- WHAT NEEDS TO BE DONE: Rewrite the lines from the line with "Where can the dark" to the line with "Target: dark clothing of person", swapping "clothing" for "attire" and keeping everything else unchanged.

Point labeling records:
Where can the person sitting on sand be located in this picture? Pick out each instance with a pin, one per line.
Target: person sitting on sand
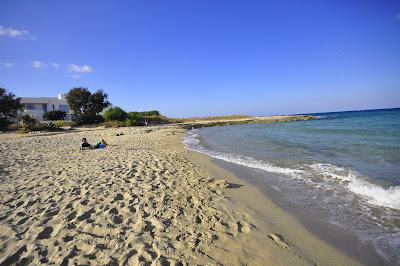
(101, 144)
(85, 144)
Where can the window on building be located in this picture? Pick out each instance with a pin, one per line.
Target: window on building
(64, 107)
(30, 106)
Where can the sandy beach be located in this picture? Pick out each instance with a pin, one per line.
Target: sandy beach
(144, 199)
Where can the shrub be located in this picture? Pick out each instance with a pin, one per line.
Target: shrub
---
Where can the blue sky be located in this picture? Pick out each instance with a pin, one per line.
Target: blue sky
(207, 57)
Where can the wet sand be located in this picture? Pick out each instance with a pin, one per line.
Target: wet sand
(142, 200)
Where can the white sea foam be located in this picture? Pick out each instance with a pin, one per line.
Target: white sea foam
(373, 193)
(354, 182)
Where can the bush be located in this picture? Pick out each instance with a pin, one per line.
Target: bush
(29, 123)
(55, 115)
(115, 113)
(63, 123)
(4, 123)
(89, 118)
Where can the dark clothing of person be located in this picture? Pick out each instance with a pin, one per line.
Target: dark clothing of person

- WORKED ANSWER:
Where can the dark attire of person be located in this picture? Pick out each instance with a pin, one per line.
Target: dark attire of person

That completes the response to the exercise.